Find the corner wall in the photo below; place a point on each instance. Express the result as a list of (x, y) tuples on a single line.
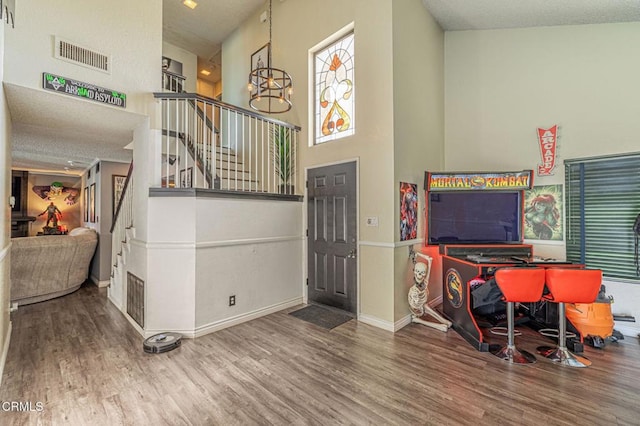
[(5, 216), (500, 85), (298, 26), (418, 113), (202, 250)]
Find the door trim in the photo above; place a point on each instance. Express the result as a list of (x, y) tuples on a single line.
[(305, 222)]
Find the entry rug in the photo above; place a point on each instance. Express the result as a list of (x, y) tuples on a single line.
[(323, 317)]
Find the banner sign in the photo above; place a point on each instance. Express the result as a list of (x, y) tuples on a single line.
[(548, 139), (83, 90), (479, 181)]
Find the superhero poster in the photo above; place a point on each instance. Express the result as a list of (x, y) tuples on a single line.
[(408, 211), (543, 207)]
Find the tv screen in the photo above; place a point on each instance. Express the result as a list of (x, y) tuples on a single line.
[(474, 217)]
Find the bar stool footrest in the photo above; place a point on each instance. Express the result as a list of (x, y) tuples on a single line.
[(554, 332), (513, 355), (503, 331), (563, 356)]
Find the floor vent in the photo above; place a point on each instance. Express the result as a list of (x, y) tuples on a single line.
[(84, 56), (135, 298)]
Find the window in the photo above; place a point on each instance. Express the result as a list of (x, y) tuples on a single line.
[(334, 101), (603, 200)]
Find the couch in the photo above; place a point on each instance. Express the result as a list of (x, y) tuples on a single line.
[(49, 266)]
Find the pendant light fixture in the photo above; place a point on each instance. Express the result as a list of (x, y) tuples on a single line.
[(269, 88)]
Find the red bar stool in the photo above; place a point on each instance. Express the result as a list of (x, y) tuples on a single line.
[(569, 286), (518, 285)]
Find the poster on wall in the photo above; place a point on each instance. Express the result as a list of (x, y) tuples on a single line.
[(408, 211), (548, 142), (543, 213)]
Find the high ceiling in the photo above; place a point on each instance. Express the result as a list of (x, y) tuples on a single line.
[(51, 120), (203, 29), (453, 15)]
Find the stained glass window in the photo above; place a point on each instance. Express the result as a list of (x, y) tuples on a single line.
[(334, 102)]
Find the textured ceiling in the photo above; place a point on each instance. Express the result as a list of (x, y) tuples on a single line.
[(75, 132), (203, 29), (83, 132), (492, 14)]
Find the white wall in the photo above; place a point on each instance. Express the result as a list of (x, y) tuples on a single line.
[(5, 216), (418, 118), (501, 85), (203, 250), (189, 64), (135, 71), (296, 29)]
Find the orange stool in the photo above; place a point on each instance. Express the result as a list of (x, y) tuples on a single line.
[(569, 286), (518, 285)]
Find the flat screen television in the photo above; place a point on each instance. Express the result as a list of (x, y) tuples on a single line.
[(475, 217)]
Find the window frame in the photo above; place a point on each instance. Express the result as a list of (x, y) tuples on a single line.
[(602, 201), (337, 37)]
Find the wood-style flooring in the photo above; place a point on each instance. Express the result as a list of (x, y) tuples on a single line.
[(82, 361)]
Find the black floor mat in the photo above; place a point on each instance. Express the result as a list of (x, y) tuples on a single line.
[(323, 317)]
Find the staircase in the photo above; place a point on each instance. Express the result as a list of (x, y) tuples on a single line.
[(223, 147)]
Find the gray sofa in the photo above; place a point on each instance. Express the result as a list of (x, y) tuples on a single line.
[(50, 266)]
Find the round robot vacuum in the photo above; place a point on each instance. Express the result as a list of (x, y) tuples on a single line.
[(163, 342)]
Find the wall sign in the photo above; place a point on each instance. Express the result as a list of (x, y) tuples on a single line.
[(478, 181), (59, 84), (548, 140)]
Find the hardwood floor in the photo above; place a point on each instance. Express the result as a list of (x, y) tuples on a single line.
[(82, 361)]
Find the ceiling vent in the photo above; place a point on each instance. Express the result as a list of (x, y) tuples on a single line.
[(80, 55)]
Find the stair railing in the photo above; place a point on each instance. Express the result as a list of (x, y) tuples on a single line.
[(211, 144), (122, 218)]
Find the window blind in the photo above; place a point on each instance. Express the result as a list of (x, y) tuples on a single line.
[(603, 200)]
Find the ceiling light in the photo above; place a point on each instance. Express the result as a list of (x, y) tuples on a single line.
[(190, 4), (269, 88)]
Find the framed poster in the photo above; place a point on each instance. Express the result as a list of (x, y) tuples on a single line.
[(186, 177), (261, 58), (543, 207), (408, 211), (117, 182), (92, 203)]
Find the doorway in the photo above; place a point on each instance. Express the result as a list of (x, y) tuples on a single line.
[(332, 236)]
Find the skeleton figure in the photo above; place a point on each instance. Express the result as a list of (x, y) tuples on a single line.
[(418, 294)]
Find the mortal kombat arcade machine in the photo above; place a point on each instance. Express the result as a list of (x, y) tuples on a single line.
[(477, 221)]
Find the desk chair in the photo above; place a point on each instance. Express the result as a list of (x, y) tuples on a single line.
[(518, 285), (569, 286)]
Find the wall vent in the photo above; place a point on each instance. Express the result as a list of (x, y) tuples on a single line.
[(80, 55), (135, 298)]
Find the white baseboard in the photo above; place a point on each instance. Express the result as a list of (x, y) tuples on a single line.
[(99, 283), (5, 352), (628, 329), (403, 322), (239, 319)]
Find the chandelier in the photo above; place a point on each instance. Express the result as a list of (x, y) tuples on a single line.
[(269, 88)]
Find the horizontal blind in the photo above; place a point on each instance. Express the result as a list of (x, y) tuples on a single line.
[(603, 200)]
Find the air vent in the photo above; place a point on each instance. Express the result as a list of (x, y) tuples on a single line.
[(135, 298), (80, 55)]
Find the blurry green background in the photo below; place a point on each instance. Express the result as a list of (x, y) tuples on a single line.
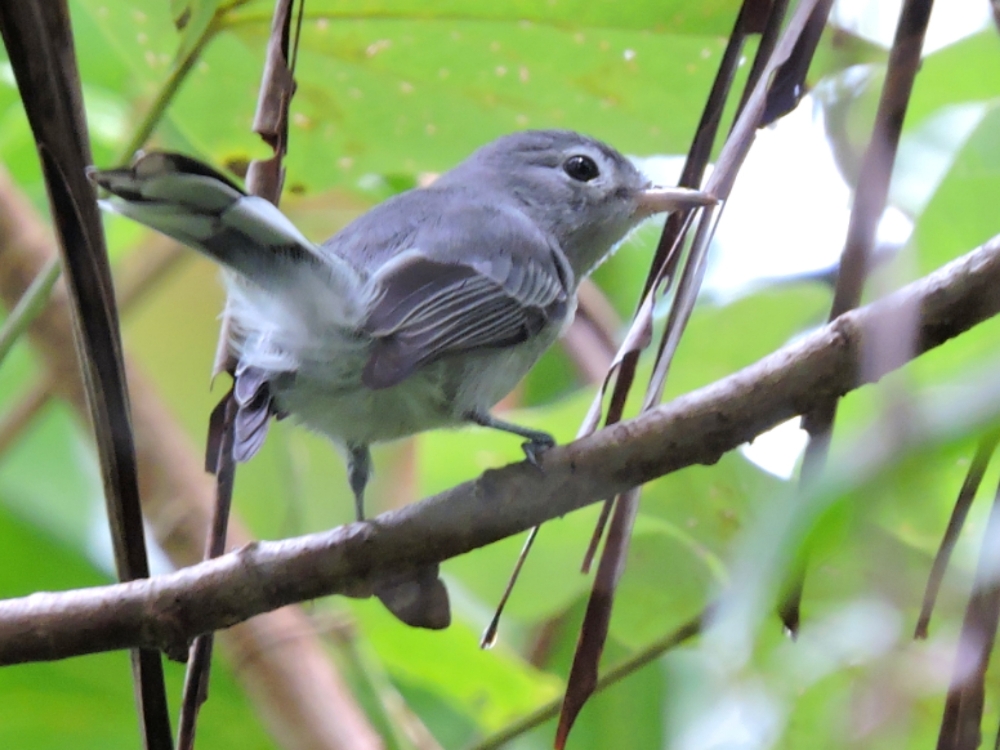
[(390, 92)]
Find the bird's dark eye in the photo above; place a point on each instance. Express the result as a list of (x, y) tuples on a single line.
[(581, 168)]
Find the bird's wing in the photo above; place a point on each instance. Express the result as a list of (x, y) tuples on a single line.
[(426, 309), (191, 202)]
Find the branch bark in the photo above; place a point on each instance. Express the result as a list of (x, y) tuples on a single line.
[(168, 611), (284, 666)]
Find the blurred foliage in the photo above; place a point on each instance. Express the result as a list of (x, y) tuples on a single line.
[(390, 92)]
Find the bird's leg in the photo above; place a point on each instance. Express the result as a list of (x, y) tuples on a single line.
[(538, 441), (359, 471)]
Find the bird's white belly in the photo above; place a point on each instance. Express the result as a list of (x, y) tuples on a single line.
[(332, 400)]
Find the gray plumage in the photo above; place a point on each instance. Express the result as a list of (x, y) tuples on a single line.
[(422, 313)]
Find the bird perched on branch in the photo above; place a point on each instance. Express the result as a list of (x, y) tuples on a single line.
[(423, 312)]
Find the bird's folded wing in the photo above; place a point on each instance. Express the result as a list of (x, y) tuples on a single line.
[(191, 202), (427, 309)]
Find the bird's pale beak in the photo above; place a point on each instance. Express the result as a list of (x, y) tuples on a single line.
[(655, 200)]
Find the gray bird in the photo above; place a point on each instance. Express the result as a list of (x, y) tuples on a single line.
[(422, 313)]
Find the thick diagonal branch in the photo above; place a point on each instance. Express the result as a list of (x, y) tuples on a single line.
[(694, 429)]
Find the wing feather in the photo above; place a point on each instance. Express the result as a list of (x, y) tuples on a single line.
[(428, 309)]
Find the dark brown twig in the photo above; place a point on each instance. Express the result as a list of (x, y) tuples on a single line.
[(39, 42), (870, 200), (963, 502)]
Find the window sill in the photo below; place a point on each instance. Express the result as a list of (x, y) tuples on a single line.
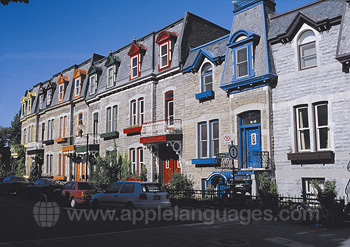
[(204, 96), (133, 130), (61, 140), (49, 142), (206, 162), (110, 135), (319, 157)]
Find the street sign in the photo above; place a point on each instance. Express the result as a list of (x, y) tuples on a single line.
[(227, 139), (233, 151)]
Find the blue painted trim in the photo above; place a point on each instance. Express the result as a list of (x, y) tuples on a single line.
[(205, 95), (211, 137), (247, 6), (247, 81), (268, 65), (206, 161), (210, 43), (201, 53)]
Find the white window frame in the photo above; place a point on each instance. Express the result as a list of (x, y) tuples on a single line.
[(132, 67), (49, 92), (239, 63), (110, 77), (60, 92), (318, 128), (161, 66), (92, 83), (301, 130)]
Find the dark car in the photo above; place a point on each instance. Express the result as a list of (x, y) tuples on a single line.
[(43, 188), (14, 184), (76, 193)]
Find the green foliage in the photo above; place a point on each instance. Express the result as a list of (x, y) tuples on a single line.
[(329, 190), (143, 173), (180, 185), (18, 163), (35, 171), (111, 168), (268, 185)]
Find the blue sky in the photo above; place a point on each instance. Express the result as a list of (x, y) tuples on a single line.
[(42, 38)]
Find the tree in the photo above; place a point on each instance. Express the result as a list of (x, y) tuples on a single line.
[(181, 185)]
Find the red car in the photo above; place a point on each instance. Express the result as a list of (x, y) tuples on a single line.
[(76, 193)]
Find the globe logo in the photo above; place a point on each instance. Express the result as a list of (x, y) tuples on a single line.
[(46, 214)]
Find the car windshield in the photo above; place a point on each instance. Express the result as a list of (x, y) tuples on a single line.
[(87, 186), (17, 179), (152, 188)]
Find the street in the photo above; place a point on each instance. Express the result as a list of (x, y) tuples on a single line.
[(18, 228)]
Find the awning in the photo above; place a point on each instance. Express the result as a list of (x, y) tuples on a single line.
[(226, 175)]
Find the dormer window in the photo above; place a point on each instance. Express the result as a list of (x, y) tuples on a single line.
[(49, 92), (243, 44), (164, 56), (79, 76), (165, 40), (136, 53), (307, 50), (29, 106), (110, 81), (62, 81), (134, 67), (41, 101), (242, 62), (94, 75), (60, 92), (207, 77), (77, 87), (93, 84)]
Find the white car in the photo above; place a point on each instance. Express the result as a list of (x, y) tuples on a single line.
[(132, 195)]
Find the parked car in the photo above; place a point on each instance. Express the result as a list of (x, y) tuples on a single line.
[(15, 184), (43, 188), (138, 195), (76, 193)]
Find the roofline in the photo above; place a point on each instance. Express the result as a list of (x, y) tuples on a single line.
[(275, 15), (210, 43)]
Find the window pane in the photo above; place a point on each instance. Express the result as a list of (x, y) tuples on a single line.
[(242, 55), (304, 139), (215, 130), (303, 118), (324, 135), (134, 62), (164, 49), (242, 69), (203, 131), (322, 115)]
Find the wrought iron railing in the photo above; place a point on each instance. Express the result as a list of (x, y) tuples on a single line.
[(162, 127)]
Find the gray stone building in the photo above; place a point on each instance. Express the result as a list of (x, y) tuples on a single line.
[(310, 47)]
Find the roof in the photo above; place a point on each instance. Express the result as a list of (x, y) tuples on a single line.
[(328, 11)]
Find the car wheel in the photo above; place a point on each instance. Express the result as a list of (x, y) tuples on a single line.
[(129, 206), (73, 202), (95, 204)]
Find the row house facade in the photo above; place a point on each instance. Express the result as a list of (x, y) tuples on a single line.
[(274, 83)]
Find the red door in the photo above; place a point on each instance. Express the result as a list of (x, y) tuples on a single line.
[(168, 168)]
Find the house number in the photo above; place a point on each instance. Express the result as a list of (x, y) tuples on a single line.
[(253, 139)]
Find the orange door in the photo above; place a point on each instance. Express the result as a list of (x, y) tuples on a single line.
[(77, 172)]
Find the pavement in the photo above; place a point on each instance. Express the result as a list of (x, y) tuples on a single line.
[(203, 234)]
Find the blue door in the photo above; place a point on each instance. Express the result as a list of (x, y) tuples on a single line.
[(253, 147)]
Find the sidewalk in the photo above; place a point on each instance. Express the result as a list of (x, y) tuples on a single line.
[(201, 234)]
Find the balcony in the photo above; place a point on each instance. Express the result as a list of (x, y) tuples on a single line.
[(133, 130), (35, 148), (161, 131)]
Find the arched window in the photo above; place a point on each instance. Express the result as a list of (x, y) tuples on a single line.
[(307, 50), (207, 77)]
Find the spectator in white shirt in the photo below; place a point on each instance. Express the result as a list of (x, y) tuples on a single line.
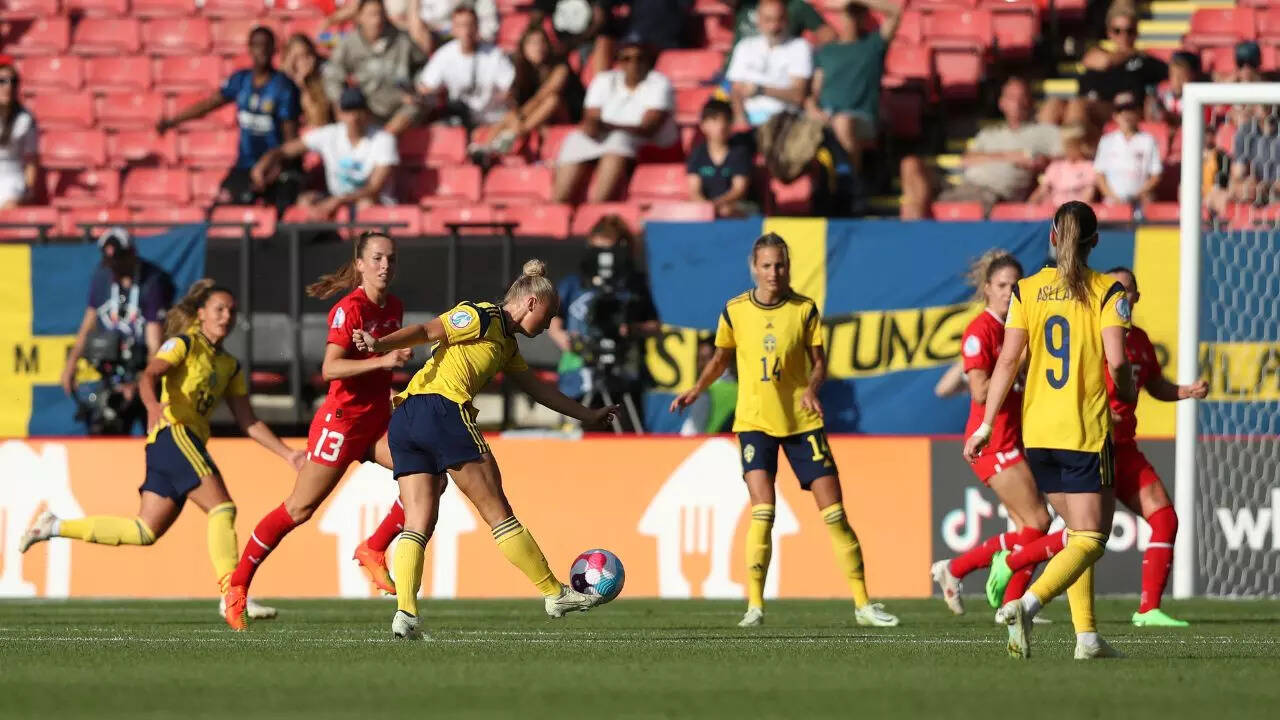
[(769, 72), (359, 158), (1128, 159), (624, 112), (474, 77)]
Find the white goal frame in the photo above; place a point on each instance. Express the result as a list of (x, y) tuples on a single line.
[(1196, 96)]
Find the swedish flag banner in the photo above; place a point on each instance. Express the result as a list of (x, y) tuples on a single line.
[(44, 292)]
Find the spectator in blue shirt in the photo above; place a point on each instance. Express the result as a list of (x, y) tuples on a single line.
[(266, 110)]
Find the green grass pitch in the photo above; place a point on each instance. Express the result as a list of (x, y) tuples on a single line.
[(631, 659)]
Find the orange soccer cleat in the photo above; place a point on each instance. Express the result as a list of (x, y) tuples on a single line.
[(374, 564)]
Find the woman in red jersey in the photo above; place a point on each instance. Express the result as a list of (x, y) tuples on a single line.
[(1002, 466), (351, 424)]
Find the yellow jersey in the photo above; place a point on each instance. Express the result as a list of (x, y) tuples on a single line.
[(1065, 402), (478, 346), (200, 376), (773, 367)]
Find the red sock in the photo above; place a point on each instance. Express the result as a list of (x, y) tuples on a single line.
[(268, 534), (1159, 556), (979, 556), (387, 531)]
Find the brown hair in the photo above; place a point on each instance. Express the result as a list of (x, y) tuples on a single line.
[(1077, 231), (182, 317), (346, 277)]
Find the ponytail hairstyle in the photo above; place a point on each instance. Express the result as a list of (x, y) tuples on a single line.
[(344, 278), (531, 281), (183, 315), (987, 265), (1075, 228)]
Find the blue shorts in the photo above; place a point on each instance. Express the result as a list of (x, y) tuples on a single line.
[(430, 433), (807, 452), (1073, 470), (176, 463)]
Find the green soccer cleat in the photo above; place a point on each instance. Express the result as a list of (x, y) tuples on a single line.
[(997, 579), (1156, 618)]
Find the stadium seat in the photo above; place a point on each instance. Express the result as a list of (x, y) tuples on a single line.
[(124, 73), (544, 219), (177, 36), (51, 73), (658, 182), (106, 36), (128, 110), (28, 215), (141, 147), (521, 185), (590, 213), (42, 36), (183, 73), (72, 149), (150, 187)]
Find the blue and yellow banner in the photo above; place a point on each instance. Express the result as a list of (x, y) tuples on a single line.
[(44, 292)]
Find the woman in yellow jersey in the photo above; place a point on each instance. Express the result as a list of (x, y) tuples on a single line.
[(776, 336), (195, 373), (1072, 320), (433, 431)]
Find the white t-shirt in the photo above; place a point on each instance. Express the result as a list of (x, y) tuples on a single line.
[(622, 105), (346, 167), (769, 65), (480, 80), (1127, 162)]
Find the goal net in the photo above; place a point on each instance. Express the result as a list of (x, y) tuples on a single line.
[(1228, 458)]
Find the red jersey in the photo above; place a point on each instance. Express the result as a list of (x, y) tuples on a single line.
[(1142, 358), (355, 311), (981, 347)]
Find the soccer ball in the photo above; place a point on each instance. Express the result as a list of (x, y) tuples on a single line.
[(598, 572)]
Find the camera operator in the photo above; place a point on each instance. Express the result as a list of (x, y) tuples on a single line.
[(606, 313), (123, 327)]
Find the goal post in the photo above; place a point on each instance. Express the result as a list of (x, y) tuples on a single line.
[(1226, 450)]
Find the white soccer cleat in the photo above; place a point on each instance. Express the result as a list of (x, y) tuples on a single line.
[(570, 601), (1019, 629), (949, 583), (41, 531), (874, 615)]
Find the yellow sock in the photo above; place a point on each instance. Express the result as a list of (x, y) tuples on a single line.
[(407, 569), (849, 554), (106, 529), (522, 551), (1083, 548), (220, 536), (759, 547)]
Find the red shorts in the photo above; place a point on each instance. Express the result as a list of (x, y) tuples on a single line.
[(991, 463), (1133, 470), (339, 438)]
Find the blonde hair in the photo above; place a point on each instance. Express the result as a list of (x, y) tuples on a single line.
[(183, 315), (531, 281)]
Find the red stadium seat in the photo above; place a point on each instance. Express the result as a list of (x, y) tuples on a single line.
[(72, 149), (182, 73), (42, 36), (517, 185), (128, 110), (689, 68), (106, 36), (150, 187), (178, 36), (590, 213), (73, 110), (51, 73), (126, 73), (658, 182), (141, 147)]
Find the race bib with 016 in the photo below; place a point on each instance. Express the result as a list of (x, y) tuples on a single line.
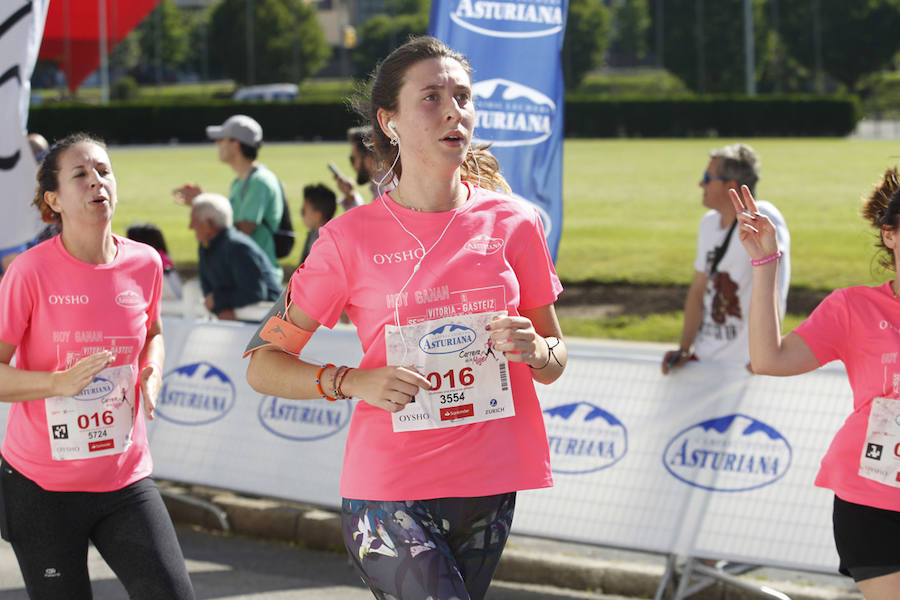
[(880, 458), (470, 379), (96, 422)]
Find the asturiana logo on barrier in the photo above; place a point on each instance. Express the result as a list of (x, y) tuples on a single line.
[(303, 421), (98, 388), (195, 394), (528, 19), (734, 453), (129, 298), (584, 438), (447, 339), (511, 114)]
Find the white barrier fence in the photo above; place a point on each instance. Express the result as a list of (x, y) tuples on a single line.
[(709, 461)]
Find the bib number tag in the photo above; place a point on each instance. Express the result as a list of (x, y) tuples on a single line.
[(880, 458), (470, 378), (96, 422)]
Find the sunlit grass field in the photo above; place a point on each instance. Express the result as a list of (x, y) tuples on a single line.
[(631, 208)]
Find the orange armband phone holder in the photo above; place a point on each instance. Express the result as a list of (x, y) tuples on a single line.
[(276, 330)]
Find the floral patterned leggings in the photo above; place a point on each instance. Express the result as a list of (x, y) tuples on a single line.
[(441, 549)]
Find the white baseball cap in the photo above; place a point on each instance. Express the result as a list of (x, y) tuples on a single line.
[(238, 127)]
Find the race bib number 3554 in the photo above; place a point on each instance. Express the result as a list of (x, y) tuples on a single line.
[(470, 380)]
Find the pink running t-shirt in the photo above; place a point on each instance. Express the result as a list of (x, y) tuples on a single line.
[(54, 308), (859, 326), (493, 256)]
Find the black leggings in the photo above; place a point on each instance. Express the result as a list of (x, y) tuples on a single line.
[(49, 532)]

> **Exercise brief**
Reproduce only the lines from the one with "Find the superhero" up to and including the one with "[(84, 56), (135, 298)]", swapping "footrest" for "foot rail" and changing nothing else.

> **Task output**
Find the superhero poster in the photo above; place a point on each instance. Express the result as a list of (x, y) tuples on a single line.
[(408, 211), (543, 207)]
Find the tv screen in the photo above; place a point on each instance. Express the result as a list of (x, y) tuples on a single line.
[(474, 217)]
Find the bar stool foot rail in the photo above; place a point on each instance. Express the result as a list of (x, y) tuples on a single line.
[(554, 332), (513, 355), (503, 331), (563, 356)]
Find the floor vent in the photo above; place a point on each instance. Express the result as a list of (x, y) tuples on a single line.
[(84, 56), (135, 298)]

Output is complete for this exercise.